▶ **Exercise tasks**:
1: In the text about Horiuchi's collage work below, rewrite the paragraph beginning "Horiuchi's signature work in collage" as a short bulleted list that keeps its main facts.
2: Resume the text about Horiuchi's collage work, continuing on from its final sentence.

▶ **Supplied passage**:
++++++++++

Horiuchi's signature work in collage developed in the late 1950s. Inspired by weathered advertisements peeling from storefronts, he explored the evocative effects of torn paper glued to canvas. He painted the papers he would tear in deep, rich colors and a broad range of sumi blacks. He likened the process of tearing to ceramics, in which the maker surrenders control of the material to nature. His art became one of color, shape, and a refined sensitivity to placement; his compositions ranged from intimate to monumental. His themes were often the natural landscape, and as the successful sales of his work enabled him to travel regularly to Japan, many incorporated references to Japanese culture. In later years he increasingly sought an expression of repose, which he viewed as an antidote to the cacophony of contemporary life. He produced several thousand paintings (as he called the collages) in his lifetime.

Horiuchi's work in collage brought sustained success. The Seattle Art Museum and the Little Rock Fine Arts Museum presented solo exhibitions in 1958. With Dusanne's advocacy, he was featured in Time magazine and Art International , and his work included in Herbert Read's 1959 exhibition Moments of Vision in Rome and New York. A painting of his hung prominently at the 1962 Seattle World's Fair, where he was also commissioned to produce a large glass-mosaic mural as a permanent addition to the fairgrounds. Galleries in New York, Los Angeles, San Francisco, Portland, Seattle, and Japan represented his work. In the later 1960s, as the political environment and artistic taste changed, Horiuchi remained committed to his practice and, increasingly, his search for tranquility within it. With Dusanne's retirement, he exhibited with Woodside/Braseth Gallery in Seattle into the 1990s. A large retrospective exhibition was organized by the Seattle Art Museum and the University of Oregon in 1969, his work was featured at Expo '70 in Osaka, and he received numerous awards, including a Special Commendation from the governor of Washington State (1970), the Sacred Treasure Fourth Class from the Emperor of Japan (1976), and an honorary doctorate from Seattle University (1988). He continued to paint until 1996, when he was disabled by Alzheimer's disease, and died in 1999. His work hangs in numerous public and private collections in the Northwest.

++++++++++

▶ **Information provided**:
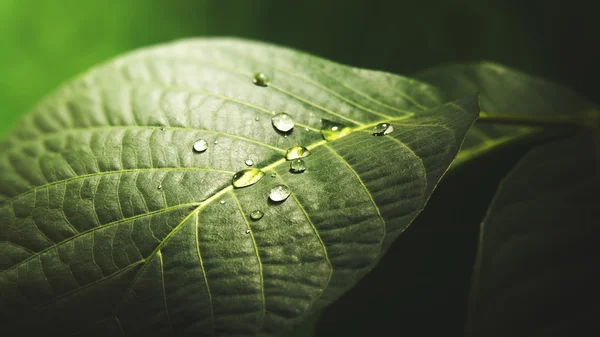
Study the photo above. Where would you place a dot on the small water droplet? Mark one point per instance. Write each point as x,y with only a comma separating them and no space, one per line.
260,79
295,152
331,130
279,193
200,145
247,177
298,166
283,122
256,215
382,129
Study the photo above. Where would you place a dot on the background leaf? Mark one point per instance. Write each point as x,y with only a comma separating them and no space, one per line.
112,224
536,272
45,43
505,92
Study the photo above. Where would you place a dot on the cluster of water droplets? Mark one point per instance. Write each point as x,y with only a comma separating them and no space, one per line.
283,123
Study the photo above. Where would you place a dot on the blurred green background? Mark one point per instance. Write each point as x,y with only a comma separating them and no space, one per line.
46,42
420,287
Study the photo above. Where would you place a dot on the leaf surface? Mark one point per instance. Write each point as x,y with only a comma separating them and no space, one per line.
113,225
536,271
505,94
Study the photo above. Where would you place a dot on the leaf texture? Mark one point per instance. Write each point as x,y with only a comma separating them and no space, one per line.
505,93
111,225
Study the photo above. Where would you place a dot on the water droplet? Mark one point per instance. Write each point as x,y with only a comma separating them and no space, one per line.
331,130
200,145
256,215
295,152
382,129
279,193
247,177
283,122
298,166
260,79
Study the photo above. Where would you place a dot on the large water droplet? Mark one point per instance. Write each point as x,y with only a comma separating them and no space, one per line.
279,193
382,129
260,79
295,152
283,122
298,166
247,177
256,215
331,130
200,145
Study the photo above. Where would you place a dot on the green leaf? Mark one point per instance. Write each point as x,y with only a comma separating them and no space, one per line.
113,225
507,96
536,271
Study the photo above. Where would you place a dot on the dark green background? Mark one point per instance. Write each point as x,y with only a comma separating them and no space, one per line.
45,42
420,288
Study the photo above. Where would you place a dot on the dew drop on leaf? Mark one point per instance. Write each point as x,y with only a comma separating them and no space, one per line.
283,122
256,215
331,130
382,129
298,166
260,79
200,145
279,193
247,177
295,152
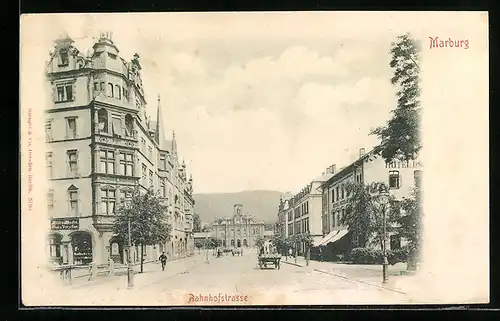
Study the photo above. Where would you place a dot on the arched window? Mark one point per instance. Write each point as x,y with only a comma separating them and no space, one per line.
102,118
118,93
110,90
108,201
394,180
129,125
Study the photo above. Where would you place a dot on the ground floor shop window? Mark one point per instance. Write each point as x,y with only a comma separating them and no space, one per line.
55,248
82,248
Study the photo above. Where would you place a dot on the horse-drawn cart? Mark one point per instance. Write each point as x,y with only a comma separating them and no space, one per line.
269,259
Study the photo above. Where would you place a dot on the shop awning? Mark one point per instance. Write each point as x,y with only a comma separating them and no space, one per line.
333,236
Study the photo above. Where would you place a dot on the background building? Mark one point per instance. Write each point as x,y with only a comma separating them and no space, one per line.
239,230
401,177
100,146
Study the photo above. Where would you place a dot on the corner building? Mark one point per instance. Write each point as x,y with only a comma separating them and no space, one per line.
101,145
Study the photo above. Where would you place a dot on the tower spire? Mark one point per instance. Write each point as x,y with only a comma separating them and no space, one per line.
158,121
174,143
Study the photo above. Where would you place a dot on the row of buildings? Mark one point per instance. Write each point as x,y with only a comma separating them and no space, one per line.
101,145
238,230
318,209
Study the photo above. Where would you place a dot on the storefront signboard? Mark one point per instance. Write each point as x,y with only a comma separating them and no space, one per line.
58,224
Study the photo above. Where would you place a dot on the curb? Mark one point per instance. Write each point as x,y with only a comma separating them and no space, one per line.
348,279
293,263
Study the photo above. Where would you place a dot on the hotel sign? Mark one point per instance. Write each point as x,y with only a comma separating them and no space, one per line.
64,224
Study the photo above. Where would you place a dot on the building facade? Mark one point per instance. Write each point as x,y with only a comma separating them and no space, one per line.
301,213
239,230
400,177
101,145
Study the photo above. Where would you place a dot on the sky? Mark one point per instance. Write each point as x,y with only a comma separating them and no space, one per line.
257,102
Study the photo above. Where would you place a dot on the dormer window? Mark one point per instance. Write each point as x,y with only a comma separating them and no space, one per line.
63,58
64,93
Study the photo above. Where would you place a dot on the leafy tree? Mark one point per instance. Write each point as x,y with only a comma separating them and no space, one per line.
364,214
196,223
400,137
408,214
259,242
148,221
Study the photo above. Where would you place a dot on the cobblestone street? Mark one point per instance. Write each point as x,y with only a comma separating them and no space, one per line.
230,275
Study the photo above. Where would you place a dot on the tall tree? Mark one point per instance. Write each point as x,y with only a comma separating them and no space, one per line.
196,223
400,137
148,221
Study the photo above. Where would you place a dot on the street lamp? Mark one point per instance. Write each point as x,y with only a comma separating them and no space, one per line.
130,272
384,194
206,246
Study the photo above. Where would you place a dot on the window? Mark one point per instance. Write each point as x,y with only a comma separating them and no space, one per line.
129,125
73,200
55,245
108,200
110,89
127,164
48,164
143,174
48,131
64,93
102,118
125,196
63,58
50,199
118,93
418,178
73,162
394,181
163,188
117,126
107,159
163,163
71,127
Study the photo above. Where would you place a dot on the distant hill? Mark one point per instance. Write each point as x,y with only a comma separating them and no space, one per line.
262,205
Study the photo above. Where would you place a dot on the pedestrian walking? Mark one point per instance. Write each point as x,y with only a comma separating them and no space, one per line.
163,260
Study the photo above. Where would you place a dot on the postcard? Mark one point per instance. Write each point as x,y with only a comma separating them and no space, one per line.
257,158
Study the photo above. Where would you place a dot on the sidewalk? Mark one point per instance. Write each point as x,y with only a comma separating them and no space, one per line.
398,280
151,272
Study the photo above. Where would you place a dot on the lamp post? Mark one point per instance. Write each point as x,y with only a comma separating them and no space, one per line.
384,193
130,272
206,247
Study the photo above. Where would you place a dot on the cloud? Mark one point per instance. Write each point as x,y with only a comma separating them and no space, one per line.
273,122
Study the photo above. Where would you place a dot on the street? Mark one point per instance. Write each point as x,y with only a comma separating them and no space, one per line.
192,281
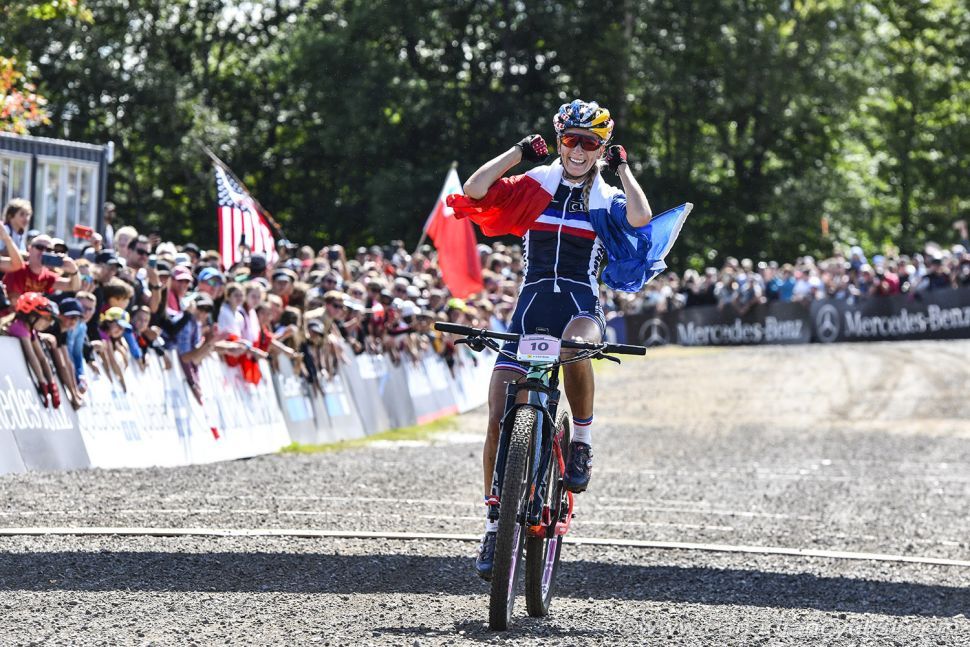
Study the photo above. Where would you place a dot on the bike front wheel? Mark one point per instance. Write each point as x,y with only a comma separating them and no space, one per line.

++++++++++

▶ **Solved problems**:
1:
- Horiuchi developed his signature collage work in the late 1950s, inspired by weathered advertisements peeling from storefronts.
- He glued torn paper to canvas, first painting the papers in deep, rich colors and a broad range of sumi blacks.
- He compared tearing to ceramics, where the maker surrenders control of the material to nature.
- His art centered on color, shape, and refined placement, in compositions from intimate to monumental.
- Natural landscape was a frequent theme. Regular trips to Japan, funded by sales of his work, brought references to Japanese culture into many pieces.
- In later years he sought an expression of repose as an antidote to the cacophony of contemporary life.
- He produced several thousand paintings, as he called the collages, in his lifetime.

2:
Authored by Barbara Johns

For More Information

Johns, Barbara. Paul Horiuchi: East and West . Seattle: University of Washington Press in association with Museum of Northwest Art, 2008.

Kingsbury, Martha. "Seattle and the Puget Sound." In Art of the Pacific Northwest: From the 1930s to the Present , 39-92. Washington, D.C.: Smithsonian Institution Press for National Collection of Fine Arts, 1974. [Describes the development of the "Northwest School" and its second-generation artists including Horiuchi.]

Nakane, Kazuko, "Facing the Pacific: Asian American Artists in Seattle, 1900-1970." In Asian American Art: A History, 1850-1970 , edited by Gordon H. Chang, Mark Dean Johnson, and Paul J. Karlstrom, 54-81. Stanford, Calif.: Stanford University Press, 2008. [Places Horiuchi with an ethnic-specific art history.]

Wechsler, Jeffrey, ed. Asian Traditions, Modern Expressions: Asian American Artists and Abstraction, 1945-1970 . New York: Harry N. Abrams in association with Jane Voorhees Zimmerli Art Museum, Rutgers, The State University of New Jersey, 1997. [A study of first-generation Asian American artists, including Horiuchi, and their influence at mid-century.]

Footnotes

  1. Horiuchi's biography is drawn from Barbara Johns, Paul Horiuchi: East and West (Seattle: University of Washington Press in association with Museum of Northwest Art, La Conner, Wash., 2008).
  2. Bellevue American , August 3, 1950.
  3. June Mukai McKivor, "Kenjiro Nomura (1896-1956)," in Kenjiro Nomura: An Artist's View of the Japanese American Internment (Seattle: Wing Luke Asian Museum, 1991), 13.

Last updated Jan. 8, 2018, 6:46 p.m..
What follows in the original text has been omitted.